(Data entries)

※ ※ ※

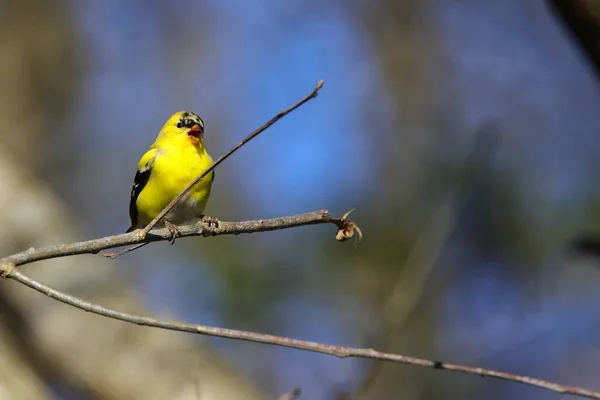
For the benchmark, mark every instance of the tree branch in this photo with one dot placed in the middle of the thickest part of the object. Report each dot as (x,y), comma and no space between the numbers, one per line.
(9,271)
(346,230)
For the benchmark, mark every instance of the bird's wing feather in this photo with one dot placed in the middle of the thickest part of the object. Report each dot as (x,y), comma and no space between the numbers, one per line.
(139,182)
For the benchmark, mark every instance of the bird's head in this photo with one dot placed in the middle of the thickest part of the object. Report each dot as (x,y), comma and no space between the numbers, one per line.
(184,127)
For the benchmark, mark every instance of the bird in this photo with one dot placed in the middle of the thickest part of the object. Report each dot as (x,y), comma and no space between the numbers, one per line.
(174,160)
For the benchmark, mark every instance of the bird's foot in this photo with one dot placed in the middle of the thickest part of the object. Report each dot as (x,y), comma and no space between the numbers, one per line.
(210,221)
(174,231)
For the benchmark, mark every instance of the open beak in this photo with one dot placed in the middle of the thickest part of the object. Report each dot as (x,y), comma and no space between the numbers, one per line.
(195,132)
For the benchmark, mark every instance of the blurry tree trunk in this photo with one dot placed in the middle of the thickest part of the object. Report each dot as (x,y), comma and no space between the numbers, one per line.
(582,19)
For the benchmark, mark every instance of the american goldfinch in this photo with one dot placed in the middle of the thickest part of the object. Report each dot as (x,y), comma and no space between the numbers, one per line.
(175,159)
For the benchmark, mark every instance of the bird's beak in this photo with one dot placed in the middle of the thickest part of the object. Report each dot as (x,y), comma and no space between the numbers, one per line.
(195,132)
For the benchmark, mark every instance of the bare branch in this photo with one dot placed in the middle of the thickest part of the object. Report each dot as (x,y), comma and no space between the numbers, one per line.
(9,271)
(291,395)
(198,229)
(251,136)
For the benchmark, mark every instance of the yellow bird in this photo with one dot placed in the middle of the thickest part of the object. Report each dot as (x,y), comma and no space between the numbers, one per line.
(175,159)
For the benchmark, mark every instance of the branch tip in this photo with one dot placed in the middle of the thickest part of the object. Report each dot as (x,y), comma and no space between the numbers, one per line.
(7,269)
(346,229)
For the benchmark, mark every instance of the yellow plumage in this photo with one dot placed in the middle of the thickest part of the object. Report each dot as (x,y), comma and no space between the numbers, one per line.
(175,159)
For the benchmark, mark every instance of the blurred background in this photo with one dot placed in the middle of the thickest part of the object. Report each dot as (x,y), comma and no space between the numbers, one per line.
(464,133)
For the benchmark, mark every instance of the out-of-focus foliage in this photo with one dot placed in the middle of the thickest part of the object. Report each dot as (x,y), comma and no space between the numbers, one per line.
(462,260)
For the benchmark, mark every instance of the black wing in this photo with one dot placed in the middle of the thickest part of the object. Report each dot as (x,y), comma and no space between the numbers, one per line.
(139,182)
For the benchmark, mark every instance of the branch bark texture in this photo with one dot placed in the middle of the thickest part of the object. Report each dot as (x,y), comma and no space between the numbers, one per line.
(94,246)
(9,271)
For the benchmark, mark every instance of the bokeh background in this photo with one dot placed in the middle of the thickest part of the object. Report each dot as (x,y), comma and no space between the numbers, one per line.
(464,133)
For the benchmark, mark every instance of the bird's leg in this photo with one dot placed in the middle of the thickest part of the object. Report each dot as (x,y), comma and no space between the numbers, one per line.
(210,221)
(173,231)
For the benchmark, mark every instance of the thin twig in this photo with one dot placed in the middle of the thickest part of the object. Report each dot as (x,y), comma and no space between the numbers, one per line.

※ ※ ※

◆ **DESCRIPTION OF THE TASK**: Nothing but the lines from the one with "For the benchmark, mark every instance of the blurred" through the end of the data above should be repeated, each exactly as it stands.

◆ **RESULT OF THIS EXERCISE**:
For the benchmark, mark every instance of the blurred background in this photo with one dot placed in the middle of the thickest part of the object. Report each dot as (x,y), comma and no space between the numbers, one per line.
(464,133)
For the benchmark, mark every instance of the out-of-focus foliage in this photo with one dot placed in the middle of the thickest part of the object. Report each dot as (x,y), comma and no space between the numbers, one per line.
(462,260)
For the benchmark, mark every instance of the black wing in this photo with one dot placed in the middle of the thickest part of the object. Report each dot as (x,y), comma and no space between the numbers, one per line.
(139,182)
For the benchmark, mark every instance of the branch bark texture in this photo with one dot placed in the middle of the thickest part of the object. Report each dot as (x,y), comma and no space between the numbers, one per line.
(94,246)
(9,271)
For the benchmark, mark every instance of the bokeh background in this photo with one dot placed in the middle of the thickest part of the object. Report each dot as (x,y), comma and no space between the numbers, one per line.
(464,133)
For the benchmark, mark every instance of the bird's leg in this photo with one dot placed in the middle of the thickest part of the object. Report each dot as (x,y), comma and no space between the numbers, one per line.
(210,221)
(173,231)
For the benchmark, mark every instance of the thin twig in this photo with one dot placed in the middle of the thickest part of the object. Report each dot as (x,y), comma and no space between the numbers, one per line.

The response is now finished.